**What is needed**
Copy out all of the data below with no alterations.

**Source material**
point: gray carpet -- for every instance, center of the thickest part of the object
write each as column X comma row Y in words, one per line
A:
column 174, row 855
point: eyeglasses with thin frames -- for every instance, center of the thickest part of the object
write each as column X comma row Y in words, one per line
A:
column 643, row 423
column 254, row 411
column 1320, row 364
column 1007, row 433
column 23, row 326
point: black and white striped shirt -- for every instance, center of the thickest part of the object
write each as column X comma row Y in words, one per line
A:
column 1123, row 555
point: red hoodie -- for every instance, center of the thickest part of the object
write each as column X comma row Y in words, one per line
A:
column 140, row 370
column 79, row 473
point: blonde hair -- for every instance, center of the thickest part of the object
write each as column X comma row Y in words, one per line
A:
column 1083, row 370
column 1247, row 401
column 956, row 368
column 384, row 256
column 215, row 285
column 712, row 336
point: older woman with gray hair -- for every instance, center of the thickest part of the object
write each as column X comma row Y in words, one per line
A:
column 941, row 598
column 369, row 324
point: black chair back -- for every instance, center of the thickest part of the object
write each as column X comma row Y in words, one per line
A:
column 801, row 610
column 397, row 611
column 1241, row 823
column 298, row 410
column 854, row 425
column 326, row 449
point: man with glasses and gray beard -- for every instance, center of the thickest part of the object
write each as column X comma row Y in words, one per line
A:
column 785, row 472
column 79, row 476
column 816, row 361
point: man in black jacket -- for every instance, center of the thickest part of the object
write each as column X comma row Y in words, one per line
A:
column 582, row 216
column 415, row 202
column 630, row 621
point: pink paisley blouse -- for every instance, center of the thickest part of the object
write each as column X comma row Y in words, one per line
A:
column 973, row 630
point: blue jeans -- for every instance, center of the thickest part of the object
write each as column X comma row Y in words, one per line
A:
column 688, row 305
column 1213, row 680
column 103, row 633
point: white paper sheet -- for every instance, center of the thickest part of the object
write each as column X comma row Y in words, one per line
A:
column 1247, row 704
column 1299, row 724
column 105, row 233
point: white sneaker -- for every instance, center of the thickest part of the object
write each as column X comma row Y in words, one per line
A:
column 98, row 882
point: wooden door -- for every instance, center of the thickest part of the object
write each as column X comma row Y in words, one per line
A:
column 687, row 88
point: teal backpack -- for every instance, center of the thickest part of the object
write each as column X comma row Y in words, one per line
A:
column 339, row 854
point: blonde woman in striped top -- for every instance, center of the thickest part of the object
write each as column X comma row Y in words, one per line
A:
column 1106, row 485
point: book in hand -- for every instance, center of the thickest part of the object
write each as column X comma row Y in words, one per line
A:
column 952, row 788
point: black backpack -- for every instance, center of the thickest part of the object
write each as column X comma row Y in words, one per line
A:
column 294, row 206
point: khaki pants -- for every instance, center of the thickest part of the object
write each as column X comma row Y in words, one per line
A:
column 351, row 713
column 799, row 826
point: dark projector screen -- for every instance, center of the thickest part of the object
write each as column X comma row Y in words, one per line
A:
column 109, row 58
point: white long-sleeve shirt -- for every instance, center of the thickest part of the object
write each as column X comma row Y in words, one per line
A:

**In response**
point: gray carpet -- for every instance, center of the thickest part of the object
write each as column X comma row Y in words, one per line
A:
column 174, row 855
point: eyeglasses with thin frames -- for every instance, center of the thickest part of the object
write each as column X comma row Y in words, one per line
A:
column 643, row 423
column 254, row 411
column 1320, row 364
column 1007, row 433
column 23, row 326
point: black and white striped shirt -- for every instance, center of the thickest part of the object
write each as column X comma row Y in words, one per line
A:
column 1123, row 555
point: red hoodie -- for every instance, center of the thickest part of the object
write each as column X comma row Y in words, one per line
A:
column 140, row 370
column 79, row 473
point: blonde hair -- for every instance, center of the thickest part of the object
write each as column X comma row Y in words, one per line
A:
column 1083, row 370
column 1247, row 401
column 956, row 368
column 384, row 256
column 215, row 285
column 712, row 336
point: older woman with gray hair -- for every instance, center of the thickest part of the object
write each as column X comma row Y in words, one per line
A:
column 941, row 598
column 369, row 324
point: black chair back -- for every instance, center of the thickest part of the object
write each as column X comma row Y in words, one per line
A:
column 801, row 610
column 397, row 611
column 1241, row 823
column 298, row 410
column 854, row 425
column 326, row 449
point: man with glasses and gray beard -- for every instance, center of the thickest part of the object
write each as column X comma row Y in words, one per line
A:
column 785, row 472
column 79, row 476
column 816, row 361
point: man in black jacket -- for every instance, center of the thickest part of the object
write each as column X comma row Y in words, one per line
A:
column 582, row 216
column 415, row 202
column 630, row 621
point: pink paisley blouse -- for every instance, center of the thickest part of the object
write each as column X comma row Y in words, one per line
A:
column 973, row 630
point: blue jeans -- for every instance, center of the thickest part of the object
write each as column X comma row Y in words, one per line
A:
column 688, row 305
column 1213, row 680
column 103, row 633
point: white paper sheet -- for every instance, center of the thickest part of the object
write each as column X comma row Y in words, one per line
A:
column 1247, row 704
column 1299, row 724
column 105, row 233
point: white sneaker -- for every instance, center of the thickest part of the object
write each as column X comma row Y in words, one per line
A:
column 98, row 882
point: wooden door -- for every instance, center of the thickest part of the object
write each as column X comma row Y in words, one per line
A:
column 687, row 88
point: teal backpack -- for every instance, center of the thickest part of the object
write each as column X comma row Y in words, one per line
A:
column 339, row 854
point: blonde woman in striped top -- for every instance, center of the thickest part of the object
write each as column X comma row Y in words, one per line
A:
column 1106, row 485
point: book in hand -- for every instance, center of the thickest part of the object
write each as column X comma row Y in words, one per line
A:
column 952, row 788
point: black backpack -- for every instance, center of the thickest part of the object
write each as column X comma row Y in words, one per line
A:
column 294, row 206
point: khaki pants -- for every instance, center of the thickest part of the object
write each as column X comma row Y in words, one per line
A:
column 351, row 713
column 799, row 826
point: dark projector screen -- for every instance, center of the thickest part of the object
write each as column X comma row Y in words, one per line
A:
column 109, row 58
point: white long-sleeve shirt -- for every instance, center of the thickest part of the object
write each as column X comma row Y in words, one per line
A:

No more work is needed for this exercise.